╭─ The input

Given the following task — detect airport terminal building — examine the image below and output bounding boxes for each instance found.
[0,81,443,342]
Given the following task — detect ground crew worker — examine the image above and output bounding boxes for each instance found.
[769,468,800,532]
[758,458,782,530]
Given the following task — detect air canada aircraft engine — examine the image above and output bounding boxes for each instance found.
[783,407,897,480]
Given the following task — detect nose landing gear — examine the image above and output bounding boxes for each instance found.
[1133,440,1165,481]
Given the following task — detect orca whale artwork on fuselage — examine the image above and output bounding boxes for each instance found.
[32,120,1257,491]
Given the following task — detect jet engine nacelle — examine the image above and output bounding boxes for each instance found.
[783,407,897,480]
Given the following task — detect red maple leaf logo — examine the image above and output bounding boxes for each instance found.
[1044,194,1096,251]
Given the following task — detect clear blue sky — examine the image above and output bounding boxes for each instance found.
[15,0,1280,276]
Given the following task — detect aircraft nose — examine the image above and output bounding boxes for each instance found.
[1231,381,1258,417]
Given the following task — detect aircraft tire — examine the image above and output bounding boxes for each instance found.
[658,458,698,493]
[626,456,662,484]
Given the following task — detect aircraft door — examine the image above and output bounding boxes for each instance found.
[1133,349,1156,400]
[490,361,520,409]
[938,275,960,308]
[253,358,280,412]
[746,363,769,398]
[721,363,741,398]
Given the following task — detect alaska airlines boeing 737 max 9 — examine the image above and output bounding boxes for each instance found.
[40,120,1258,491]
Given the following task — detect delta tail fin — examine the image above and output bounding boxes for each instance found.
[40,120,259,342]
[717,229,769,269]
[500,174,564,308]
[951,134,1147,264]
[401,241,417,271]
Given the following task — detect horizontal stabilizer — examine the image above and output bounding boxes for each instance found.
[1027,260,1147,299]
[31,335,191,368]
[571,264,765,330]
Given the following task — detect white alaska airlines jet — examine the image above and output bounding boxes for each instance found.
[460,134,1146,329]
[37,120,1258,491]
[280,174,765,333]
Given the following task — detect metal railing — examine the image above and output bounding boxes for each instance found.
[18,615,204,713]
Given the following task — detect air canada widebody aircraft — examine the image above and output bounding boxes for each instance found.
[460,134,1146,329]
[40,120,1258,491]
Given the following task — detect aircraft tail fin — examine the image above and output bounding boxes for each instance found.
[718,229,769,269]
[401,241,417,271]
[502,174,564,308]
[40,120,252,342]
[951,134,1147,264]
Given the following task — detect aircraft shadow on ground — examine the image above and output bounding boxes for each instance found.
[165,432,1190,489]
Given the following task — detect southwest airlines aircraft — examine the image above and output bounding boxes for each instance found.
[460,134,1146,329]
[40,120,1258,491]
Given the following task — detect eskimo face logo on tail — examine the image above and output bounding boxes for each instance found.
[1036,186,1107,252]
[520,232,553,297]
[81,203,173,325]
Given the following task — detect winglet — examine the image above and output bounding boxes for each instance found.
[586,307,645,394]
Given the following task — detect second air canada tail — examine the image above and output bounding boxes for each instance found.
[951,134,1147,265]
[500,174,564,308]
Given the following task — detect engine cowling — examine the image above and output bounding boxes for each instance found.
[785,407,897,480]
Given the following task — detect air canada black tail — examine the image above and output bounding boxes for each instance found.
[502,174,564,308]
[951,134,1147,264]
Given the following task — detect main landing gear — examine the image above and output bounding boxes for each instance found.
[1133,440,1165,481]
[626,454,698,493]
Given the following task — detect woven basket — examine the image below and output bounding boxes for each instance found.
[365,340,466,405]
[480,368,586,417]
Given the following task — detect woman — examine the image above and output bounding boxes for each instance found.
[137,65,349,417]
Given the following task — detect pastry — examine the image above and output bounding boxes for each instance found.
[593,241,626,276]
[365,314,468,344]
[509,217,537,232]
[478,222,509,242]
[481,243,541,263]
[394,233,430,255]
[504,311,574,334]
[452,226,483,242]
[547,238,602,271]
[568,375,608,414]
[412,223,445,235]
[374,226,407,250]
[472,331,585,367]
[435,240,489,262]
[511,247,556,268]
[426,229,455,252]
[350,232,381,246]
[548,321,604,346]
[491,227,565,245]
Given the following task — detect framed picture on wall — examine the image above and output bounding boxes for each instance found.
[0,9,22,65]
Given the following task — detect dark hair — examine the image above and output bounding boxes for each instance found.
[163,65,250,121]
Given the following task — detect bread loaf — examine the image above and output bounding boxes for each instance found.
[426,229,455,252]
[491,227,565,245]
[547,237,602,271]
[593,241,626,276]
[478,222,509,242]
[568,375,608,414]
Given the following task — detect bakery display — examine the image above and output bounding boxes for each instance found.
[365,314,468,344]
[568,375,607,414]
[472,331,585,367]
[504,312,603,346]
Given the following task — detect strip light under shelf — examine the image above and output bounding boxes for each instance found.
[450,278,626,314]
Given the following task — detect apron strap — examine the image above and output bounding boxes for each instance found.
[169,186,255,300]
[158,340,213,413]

╰─

Work instructions: Please write out the listing word for word, starting at its first line and ending at the line containing "[0,81,443,342]", with both of those lines included.

Worked solution:
Given the following task — detect airport terminal building — examine the image below and output bounding boxes for each instance found.
[0,81,443,342]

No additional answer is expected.